-- Start Extracted entries --

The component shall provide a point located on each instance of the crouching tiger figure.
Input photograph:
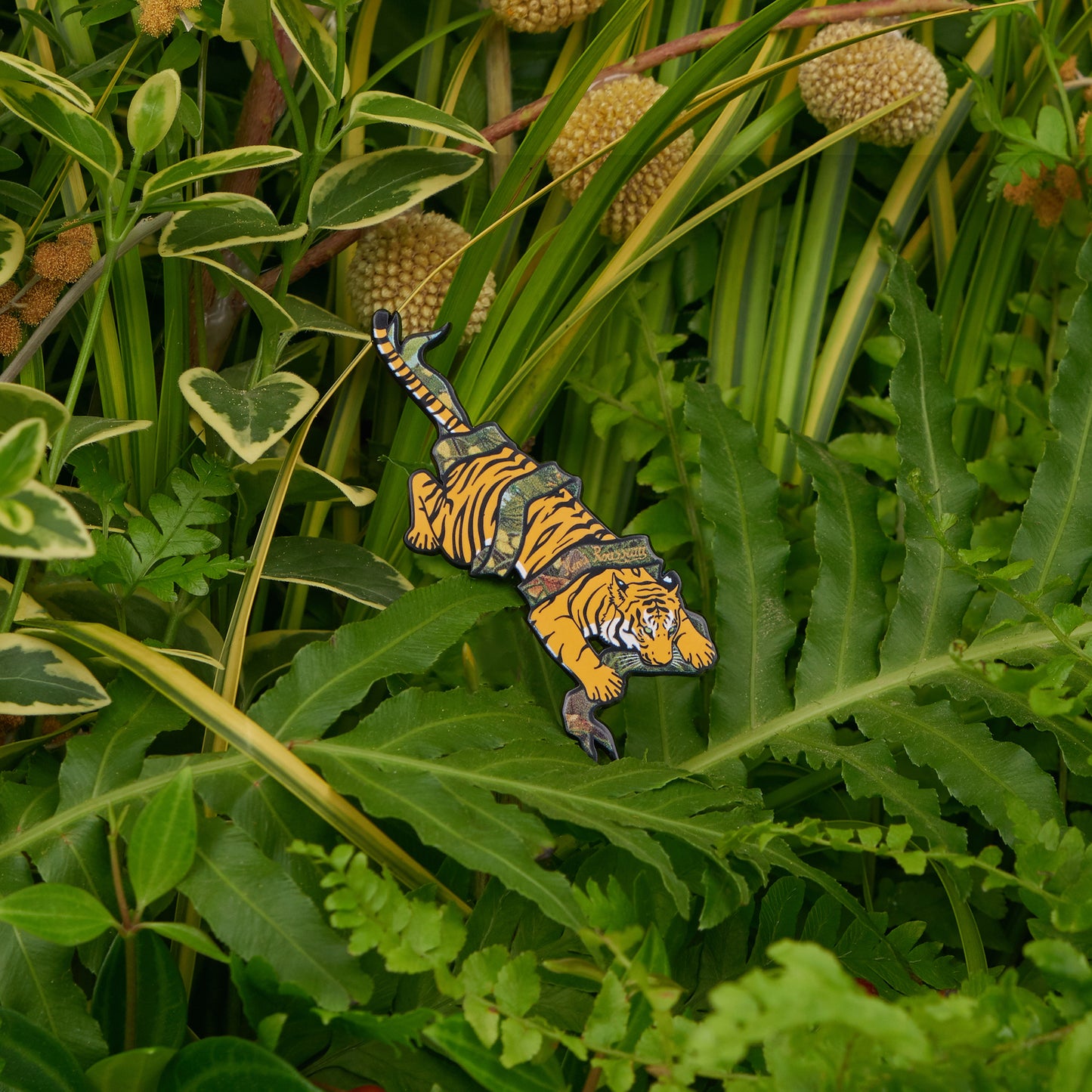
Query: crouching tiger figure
(493, 509)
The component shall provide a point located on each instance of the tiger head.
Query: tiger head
(651, 611)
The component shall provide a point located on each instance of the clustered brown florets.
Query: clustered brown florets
(602, 116)
(393, 258)
(846, 84)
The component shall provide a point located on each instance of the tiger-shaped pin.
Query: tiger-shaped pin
(493, 509)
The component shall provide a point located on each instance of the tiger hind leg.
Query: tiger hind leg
(424, 491)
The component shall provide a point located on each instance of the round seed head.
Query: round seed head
(393, 258)
(602, 116)
(537, 17)
(11, 333)
(844, 85)
(39, 301)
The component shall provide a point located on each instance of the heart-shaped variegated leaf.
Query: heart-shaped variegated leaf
(37, 679)
(249, 422)
(35, 523)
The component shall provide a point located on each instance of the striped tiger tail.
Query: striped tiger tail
(407, 360)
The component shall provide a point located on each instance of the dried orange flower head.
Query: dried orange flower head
(844, 85)
(602, 116)
(537, 17)
(393, 258)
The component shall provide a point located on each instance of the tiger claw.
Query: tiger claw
(584, 726)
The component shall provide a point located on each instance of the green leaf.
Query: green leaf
(66, 125)
(400, 110)
(1054, 530)
(739, 498)
(253, 908)
(163, 843)
(376, 187)
(344, 568)
(152, 110)
(218, 221)
(56, 912)
(250, 422)
(34, 1060)
(22, 449)
(12, 245)
(179, 175)
(316, 47)
(407, 637)
(131, 1072)
(161, 1001)
(933, 596)
(39, 679)
(230, 1065)
(37, 524)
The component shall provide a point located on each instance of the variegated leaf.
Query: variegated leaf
(248, 421)
(39, 679)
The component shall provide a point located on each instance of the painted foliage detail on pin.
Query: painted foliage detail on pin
(493, 509)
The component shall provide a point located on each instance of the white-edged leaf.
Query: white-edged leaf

-- End Extracted entries --

Exercise objective —
Pictures are excluded; copy every other part of the records exactly.

Solution for this exercise —
The component shall provide a point located on each instance of the crouching tiger figure.
Input photograph:
Query: crouching tiger figure
(493, 509)
The component shall provide a point located on each instance of the tiger head.
Query: tiger head
(651, 611)
The component shall provide a point located on each instance of the clustered brown florets.
Query: clustered brown florets
(602, 116)
(393, 258)
(846, 84)
The component shall provide a point located on each instance of the tiger-shaped pin.
Query: tiger-shaped pin
(493, 509)
The component shall provide a point located on each instance of the tiger hind leg.
Query: tiger hind leg
(424, 491)
The component shall provide a point located on each instance of the round seed head.
Query: round seed head
(393, 258)
(602, 116)
(537, 17)
(11, 333)
(844, 85)
(39, 301)
The component shall provide a point located on each instance of the heart-shaped variegated leaf.
Query: heart-shaped variegated leaf
(37, 679)
(249, 422)
(35, 523)
The component shall provide a point located on each instance of the striped tiger tail.
Query: striped tiger tail
(407, 360)
The component shall provide a point located on each instance of the dried orange flower head.
Query: dried orange flower head
(844, 85)
(602, 116)
(537, 17)
(393, 258)
The component shall provide a point located on each instance of the tiger claw.
Query: tiger claw
(584, 726)
The component shall provide a point located on each instance of the green leaf.
Query: green leaf
(66, 125)
(400, 110)
(1054, 530)
(739, 498)
(253, 908)
(163, 843)
(376, 187)
(344, 568)
(152, 110)
(218, 221)
(56, 912)
(250, 422)
(34, 1060)
(22, 449)
(12, 245)
(179, 175)
(316, 47)
(407, 637)
(131, 1072)
(161, 1001)
(933, 596)
(39, 679)
(230, 1065)
(37, 524)
The component shall provide a point located on each instance of the variegated leaf.
Query: variegated leaf
(248, 421)
(39, 679)
The component shall provide a point located on each instance of the painted foliage detail on pin.
Query: painted foliage detail on pin
(493, 509)
The component shall provide a point located on each instance of the white-edged leaf.
Query: white-edged leaf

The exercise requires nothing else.